◆ Work required ◆
Beginning with the first line of the data below, set down each line exactly through the line that contains "mark: the street lamp".

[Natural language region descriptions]
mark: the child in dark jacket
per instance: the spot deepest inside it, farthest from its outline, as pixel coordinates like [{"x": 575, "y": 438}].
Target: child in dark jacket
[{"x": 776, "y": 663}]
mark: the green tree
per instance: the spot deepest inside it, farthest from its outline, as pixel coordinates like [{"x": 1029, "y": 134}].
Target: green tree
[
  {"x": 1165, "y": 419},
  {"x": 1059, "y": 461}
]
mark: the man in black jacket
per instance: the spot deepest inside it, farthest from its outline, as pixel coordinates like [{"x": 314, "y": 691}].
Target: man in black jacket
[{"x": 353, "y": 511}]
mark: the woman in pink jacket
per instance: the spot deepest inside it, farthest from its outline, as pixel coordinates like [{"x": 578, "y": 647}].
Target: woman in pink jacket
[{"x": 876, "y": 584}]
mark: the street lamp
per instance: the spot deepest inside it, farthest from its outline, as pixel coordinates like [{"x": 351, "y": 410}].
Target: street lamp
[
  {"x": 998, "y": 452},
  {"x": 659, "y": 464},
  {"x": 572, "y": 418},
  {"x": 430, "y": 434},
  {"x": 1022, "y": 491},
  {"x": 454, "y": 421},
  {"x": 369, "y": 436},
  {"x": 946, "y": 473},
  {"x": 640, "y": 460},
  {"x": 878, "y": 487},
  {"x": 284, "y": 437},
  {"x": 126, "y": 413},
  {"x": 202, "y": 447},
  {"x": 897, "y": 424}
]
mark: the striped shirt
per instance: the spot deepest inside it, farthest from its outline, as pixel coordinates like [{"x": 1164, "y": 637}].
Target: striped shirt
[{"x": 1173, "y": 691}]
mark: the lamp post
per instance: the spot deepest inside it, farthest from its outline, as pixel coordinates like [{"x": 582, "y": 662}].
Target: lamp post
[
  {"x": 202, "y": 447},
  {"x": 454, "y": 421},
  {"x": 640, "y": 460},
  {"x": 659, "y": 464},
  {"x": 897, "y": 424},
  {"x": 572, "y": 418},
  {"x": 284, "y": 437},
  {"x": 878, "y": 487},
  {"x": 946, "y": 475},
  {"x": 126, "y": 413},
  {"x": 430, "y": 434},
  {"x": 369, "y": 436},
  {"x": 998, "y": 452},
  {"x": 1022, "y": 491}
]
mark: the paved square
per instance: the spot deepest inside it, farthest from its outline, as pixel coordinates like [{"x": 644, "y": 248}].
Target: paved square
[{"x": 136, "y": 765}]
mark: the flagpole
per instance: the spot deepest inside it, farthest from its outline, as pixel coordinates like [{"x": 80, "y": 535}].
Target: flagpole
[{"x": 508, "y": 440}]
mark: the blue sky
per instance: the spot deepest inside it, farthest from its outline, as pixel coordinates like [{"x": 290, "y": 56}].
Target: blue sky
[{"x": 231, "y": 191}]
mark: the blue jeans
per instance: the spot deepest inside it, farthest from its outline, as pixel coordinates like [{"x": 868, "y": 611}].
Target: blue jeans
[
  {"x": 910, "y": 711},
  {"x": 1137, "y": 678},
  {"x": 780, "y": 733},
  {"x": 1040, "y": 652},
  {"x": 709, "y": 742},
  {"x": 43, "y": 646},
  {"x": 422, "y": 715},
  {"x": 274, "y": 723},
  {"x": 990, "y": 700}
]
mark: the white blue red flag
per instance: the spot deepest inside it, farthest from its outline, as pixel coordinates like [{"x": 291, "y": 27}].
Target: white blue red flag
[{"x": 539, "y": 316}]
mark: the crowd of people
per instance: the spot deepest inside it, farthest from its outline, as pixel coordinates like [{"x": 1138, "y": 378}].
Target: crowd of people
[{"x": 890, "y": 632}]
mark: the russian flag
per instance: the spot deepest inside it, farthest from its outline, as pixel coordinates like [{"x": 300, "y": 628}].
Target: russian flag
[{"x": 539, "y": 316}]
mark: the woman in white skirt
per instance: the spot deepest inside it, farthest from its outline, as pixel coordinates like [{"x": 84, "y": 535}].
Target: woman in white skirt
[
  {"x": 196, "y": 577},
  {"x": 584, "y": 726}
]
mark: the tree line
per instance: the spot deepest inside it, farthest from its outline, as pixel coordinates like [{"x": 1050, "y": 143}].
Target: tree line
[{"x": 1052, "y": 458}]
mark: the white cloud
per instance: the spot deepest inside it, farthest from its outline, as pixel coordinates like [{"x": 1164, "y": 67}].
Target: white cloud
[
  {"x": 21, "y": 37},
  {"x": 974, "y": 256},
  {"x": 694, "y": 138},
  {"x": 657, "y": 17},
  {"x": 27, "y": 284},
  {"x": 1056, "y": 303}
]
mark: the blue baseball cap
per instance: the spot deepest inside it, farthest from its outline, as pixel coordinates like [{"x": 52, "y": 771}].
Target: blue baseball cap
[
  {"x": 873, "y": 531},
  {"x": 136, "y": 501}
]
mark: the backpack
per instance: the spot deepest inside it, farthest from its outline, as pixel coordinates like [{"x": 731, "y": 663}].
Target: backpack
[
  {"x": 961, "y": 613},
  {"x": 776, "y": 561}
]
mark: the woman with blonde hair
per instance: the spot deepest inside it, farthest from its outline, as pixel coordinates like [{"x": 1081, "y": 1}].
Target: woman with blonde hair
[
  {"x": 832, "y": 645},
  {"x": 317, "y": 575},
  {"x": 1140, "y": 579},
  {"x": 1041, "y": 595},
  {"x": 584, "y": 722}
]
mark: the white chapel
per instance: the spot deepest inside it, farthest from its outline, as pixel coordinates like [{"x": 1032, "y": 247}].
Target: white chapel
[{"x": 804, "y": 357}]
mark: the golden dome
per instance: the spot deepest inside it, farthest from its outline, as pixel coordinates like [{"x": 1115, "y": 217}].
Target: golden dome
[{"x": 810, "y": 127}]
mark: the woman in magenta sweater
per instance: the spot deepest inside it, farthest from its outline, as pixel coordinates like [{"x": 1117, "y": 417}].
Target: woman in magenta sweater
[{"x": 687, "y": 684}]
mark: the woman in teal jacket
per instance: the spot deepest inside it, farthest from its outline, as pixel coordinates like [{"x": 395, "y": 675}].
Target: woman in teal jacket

◆ Expected output ◆
mark: the child in dark jacket
per instance: the spot deepest inside it, farthest from its outline, as pixel coordinates like [{"x": 575, "y": 438}].
Target: child in dark jacket
[{"x": 776, "y": 663}]
mark: the green tree
per instance: the spot deepest inside it, farthest from its outline, as pixel coordinates like [{"x": 1029, "y": 134}].
Target: green tree
[
  {"x": 1165, "y": 419},
  {"x": 1059, "y": 461}
]
mark: the man in black jacket
per instance: the spot deepest inside it, farthest from its outline, as pixel coordinates like [{"x": 314, "y": 691}].
Target: man in black jacket
[{"x": 353, "y": 511}]
mark: the woman in pink jacket
per instance: the spot deepest inside it, farthest from its outline, as pixel coordinates like [{"x": 578, "y": 647}].
Target: woman in pink jacket
[{"x": 876, "y": 584}]
mark: the street lamp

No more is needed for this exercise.